» **Record excerpts**
-=-=-=-=-
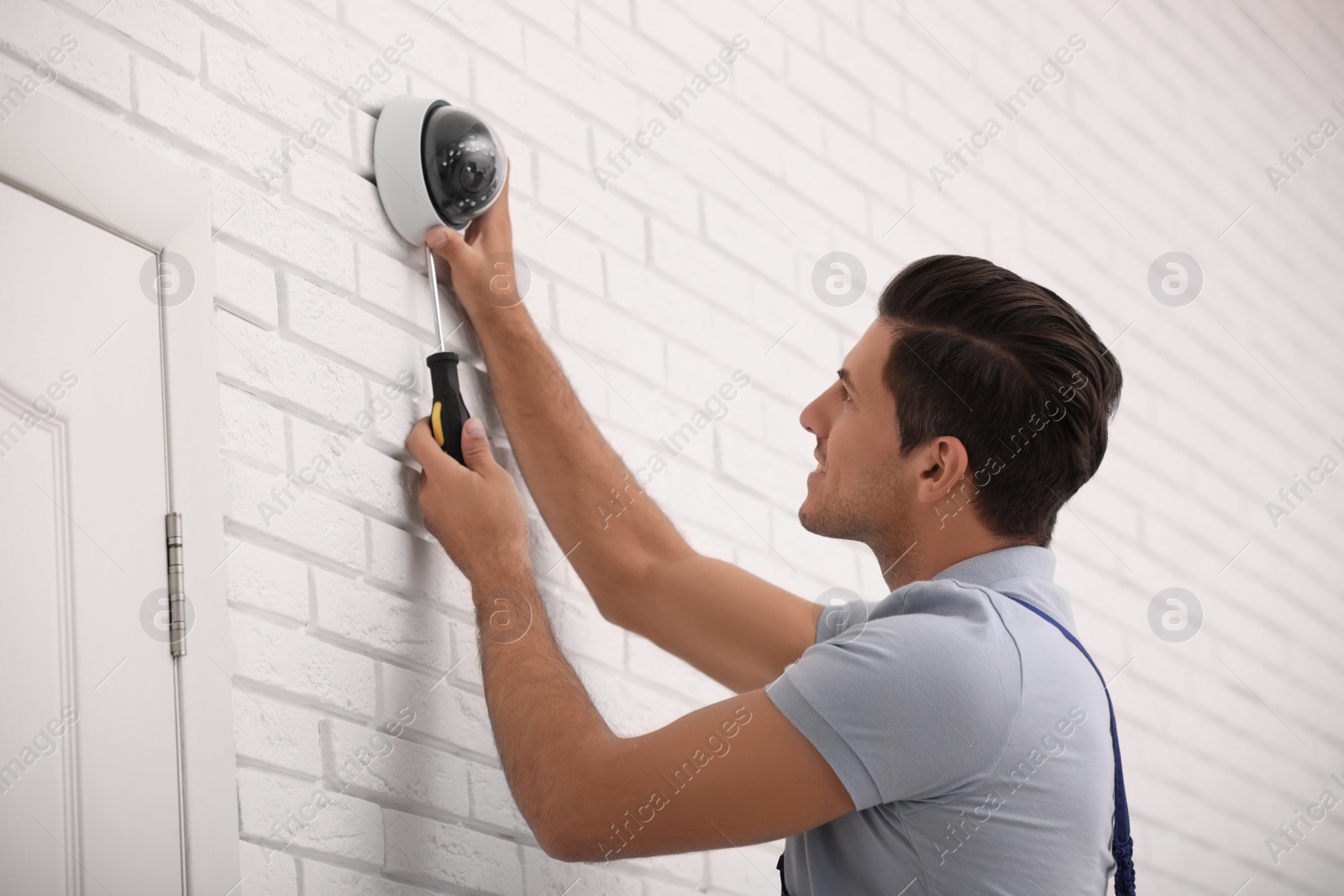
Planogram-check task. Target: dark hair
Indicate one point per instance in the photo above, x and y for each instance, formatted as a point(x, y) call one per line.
point(1011, 369)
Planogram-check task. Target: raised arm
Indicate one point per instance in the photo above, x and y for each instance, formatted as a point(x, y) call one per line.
point(643, 575)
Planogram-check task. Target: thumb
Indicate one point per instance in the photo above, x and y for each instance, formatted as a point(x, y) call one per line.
point(476, 448)
point(447, 242)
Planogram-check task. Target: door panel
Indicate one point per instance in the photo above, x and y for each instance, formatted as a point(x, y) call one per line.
point(87, 735)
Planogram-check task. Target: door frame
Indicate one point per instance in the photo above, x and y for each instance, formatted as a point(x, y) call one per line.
point(81, 167)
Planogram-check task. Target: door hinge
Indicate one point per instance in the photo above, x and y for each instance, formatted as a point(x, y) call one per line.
point(176, 587)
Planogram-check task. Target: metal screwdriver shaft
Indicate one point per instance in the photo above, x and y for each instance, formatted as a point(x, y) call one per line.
point(433, 289)
point(449, 411)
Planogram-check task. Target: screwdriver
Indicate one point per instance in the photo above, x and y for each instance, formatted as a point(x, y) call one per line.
point(449, 411)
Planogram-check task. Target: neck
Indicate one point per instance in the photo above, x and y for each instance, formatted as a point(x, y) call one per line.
point(921, 559)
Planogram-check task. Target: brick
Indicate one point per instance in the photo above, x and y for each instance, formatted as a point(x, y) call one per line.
point(163, 29)
point(369, 762)
point(288, 374)
point(97, 65)
point(441, 710)
point(436, 53)
point(391, 285)
point(266, 580)
point(279, 658)
point(546, 875)
point(417, 567)
point(323, 253)
point(277, 808)
point(276, 734)
point(276, 506)
point(347, 196)
point(190, 113)
point(246, 286)
point(320, 879)
point(260, 82)
point(391, 625)
point(252, 427)
point(261, 878)
point(492, 801)
point(530, 110)
point(452, 855)
point(333, 322)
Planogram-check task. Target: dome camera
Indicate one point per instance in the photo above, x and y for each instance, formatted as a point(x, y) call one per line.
point(436, 164)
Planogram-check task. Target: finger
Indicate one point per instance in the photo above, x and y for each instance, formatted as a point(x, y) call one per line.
point(448, 244)
point(476, 448)
point(433, 459)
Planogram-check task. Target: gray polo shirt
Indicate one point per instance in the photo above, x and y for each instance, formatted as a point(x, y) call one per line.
point(971, 734)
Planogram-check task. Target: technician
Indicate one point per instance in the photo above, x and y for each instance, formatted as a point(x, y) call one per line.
point(948, 739)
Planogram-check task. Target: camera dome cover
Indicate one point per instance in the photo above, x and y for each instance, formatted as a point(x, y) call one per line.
point(434, 164)
point(464, 163)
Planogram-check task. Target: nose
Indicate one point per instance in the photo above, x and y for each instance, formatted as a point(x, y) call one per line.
point(813, 417)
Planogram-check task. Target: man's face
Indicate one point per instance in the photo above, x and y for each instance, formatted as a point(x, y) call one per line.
point(857, 490)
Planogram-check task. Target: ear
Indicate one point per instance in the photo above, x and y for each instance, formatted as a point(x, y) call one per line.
point(944, 466)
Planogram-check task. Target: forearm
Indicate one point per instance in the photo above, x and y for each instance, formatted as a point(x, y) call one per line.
point(546, 727)
point(581, 485)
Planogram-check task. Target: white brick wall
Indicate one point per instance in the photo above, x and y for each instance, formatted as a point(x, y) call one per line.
point(696, 262)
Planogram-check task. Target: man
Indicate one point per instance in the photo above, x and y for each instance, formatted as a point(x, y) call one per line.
point(944, 741)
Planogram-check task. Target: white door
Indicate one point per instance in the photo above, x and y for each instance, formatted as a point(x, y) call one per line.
point(87, 726)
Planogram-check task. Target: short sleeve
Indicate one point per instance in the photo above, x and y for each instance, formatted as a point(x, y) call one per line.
point(907, 707)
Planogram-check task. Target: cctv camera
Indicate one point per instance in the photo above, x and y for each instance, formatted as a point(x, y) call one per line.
point(436, 164)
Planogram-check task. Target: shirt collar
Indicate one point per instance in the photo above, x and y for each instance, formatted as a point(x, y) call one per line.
point(1023, 560)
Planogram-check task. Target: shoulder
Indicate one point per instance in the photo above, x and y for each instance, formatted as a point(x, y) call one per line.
point(944, 637)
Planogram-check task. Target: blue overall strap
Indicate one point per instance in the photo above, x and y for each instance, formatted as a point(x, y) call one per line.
point(1121, 844)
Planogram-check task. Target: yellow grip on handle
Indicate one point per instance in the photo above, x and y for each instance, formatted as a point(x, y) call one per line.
point(436, 423)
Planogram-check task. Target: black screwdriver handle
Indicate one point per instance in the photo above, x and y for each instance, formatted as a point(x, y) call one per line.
point(449, 411)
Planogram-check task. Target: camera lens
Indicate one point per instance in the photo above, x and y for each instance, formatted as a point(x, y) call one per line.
point(464, 164)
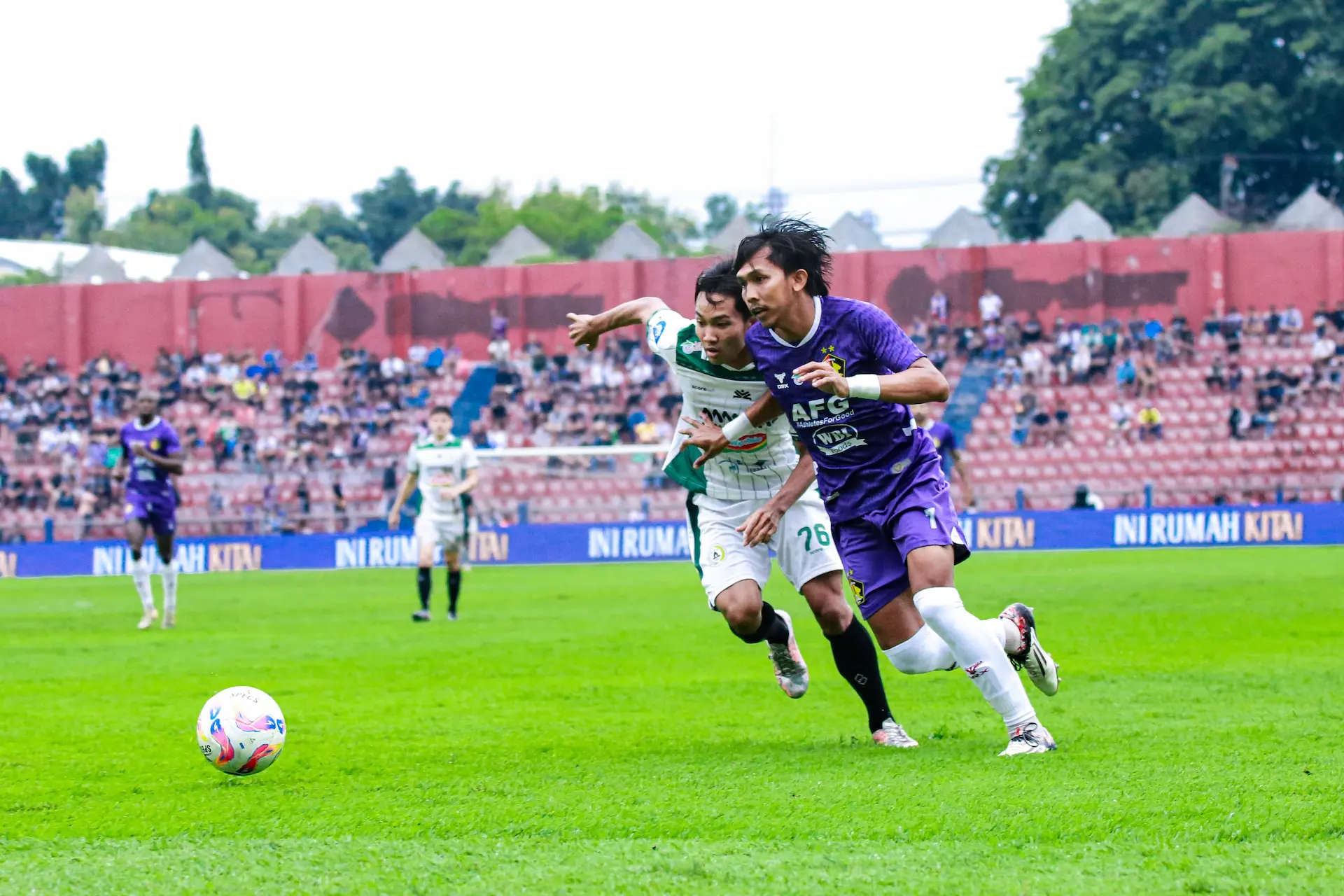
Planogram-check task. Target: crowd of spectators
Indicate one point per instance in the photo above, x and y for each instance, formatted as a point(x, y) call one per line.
point(62, 425)
point(66, 421)
point(1130, 356)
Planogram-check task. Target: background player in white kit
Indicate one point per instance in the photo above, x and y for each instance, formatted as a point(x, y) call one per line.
point(757, 496)
point(444, 468)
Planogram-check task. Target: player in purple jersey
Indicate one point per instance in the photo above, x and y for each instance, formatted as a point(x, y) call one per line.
point(151, 456)
point(949, 451)
point(844, 375)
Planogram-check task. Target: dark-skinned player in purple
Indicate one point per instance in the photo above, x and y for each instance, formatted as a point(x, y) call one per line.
point(844, 374)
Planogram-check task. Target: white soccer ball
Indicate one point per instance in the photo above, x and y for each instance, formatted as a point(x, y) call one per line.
point(241, 731)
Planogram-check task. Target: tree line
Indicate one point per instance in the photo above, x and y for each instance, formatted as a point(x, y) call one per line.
point(65, 203)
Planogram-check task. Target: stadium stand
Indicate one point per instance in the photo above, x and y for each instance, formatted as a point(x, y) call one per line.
point(1245, 410)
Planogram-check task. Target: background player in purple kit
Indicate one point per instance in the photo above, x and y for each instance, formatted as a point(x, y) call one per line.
point(844, 372)
point(949, 453)
point(151, 457)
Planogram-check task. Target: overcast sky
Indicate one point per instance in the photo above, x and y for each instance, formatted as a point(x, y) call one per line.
point(841, 105)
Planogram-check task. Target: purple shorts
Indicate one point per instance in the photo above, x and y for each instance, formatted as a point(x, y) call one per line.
point(158, 511)
point(874, 547)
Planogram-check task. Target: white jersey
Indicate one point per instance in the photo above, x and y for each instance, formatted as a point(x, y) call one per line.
point(440, 465)
point(753, 466)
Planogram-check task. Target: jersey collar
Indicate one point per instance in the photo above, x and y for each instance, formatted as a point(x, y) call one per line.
point(816, 326)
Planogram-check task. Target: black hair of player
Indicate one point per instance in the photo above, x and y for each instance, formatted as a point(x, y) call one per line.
point(721, 279)
point(794, 245)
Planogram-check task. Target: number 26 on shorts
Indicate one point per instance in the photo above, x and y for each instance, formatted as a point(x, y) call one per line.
point(823, 536)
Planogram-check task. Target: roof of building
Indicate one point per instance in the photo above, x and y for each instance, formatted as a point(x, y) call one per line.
point(726, 241)
point(854, 234)
point(629, 242)
point(964, 227)
point(413, 251)
point(202, 261)
point(97, 266)
point(307, 257)
point(1310, 211)
point(1194, 216)
point(1078, 220)
point(55, 257)
point(517, 245)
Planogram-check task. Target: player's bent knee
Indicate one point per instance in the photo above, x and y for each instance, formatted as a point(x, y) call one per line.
point(825, 597)
point(930, 567)
point(741, 608)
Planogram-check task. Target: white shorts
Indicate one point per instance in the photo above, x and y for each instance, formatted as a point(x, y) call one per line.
point(803, 543)
point(447, 531)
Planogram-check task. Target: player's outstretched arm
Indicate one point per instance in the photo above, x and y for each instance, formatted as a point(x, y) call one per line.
point(587, 328)
point(918, 383)
point(764, 523)
point(713, 441)
point(394, 516)
point(965, 479)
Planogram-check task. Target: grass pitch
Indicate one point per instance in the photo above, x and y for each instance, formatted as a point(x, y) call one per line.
point(596, 729)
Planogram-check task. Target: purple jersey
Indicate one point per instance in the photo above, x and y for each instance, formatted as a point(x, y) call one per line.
point(869, 453)
point(944, 442)
point(146, 477)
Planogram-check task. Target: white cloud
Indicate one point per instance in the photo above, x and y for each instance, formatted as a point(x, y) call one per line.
point(302, 99)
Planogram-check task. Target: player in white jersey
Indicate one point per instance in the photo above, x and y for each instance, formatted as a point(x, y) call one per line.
point(758, 496)
point(445, 469)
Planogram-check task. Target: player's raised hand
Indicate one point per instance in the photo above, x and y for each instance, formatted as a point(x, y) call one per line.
point(706, 435)
point(582, 331)
point(761, 526)
point(824, 377)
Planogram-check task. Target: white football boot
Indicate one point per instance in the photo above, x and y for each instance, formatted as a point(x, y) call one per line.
point(790, 668)
point(1041, 666)
point(1028, 738)
point(892, 735)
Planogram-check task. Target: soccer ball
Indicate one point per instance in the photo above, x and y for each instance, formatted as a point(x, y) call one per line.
point(241, 731)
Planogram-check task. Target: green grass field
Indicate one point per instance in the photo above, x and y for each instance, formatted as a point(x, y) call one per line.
point(596, 729)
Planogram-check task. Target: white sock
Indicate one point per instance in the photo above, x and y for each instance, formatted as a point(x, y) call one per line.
point(169, 589)
point(140, 575)
point(926, 652)
point(979, 652)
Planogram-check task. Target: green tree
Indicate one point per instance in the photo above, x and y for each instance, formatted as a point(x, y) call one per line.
point(573, 225)
point(721, 209)
point(198, 184)
point(86, 166)
point(1136, 102)
point(84, 216)
point(391, 209)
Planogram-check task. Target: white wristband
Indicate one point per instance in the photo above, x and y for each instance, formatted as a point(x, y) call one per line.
point(864, 386)
point(737, 428)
-=-=-=-=-
Search the material for the word "brick" and copy every matching line.

Planogram-check task. Target: brick
Planogram-check task. Target: white brick wall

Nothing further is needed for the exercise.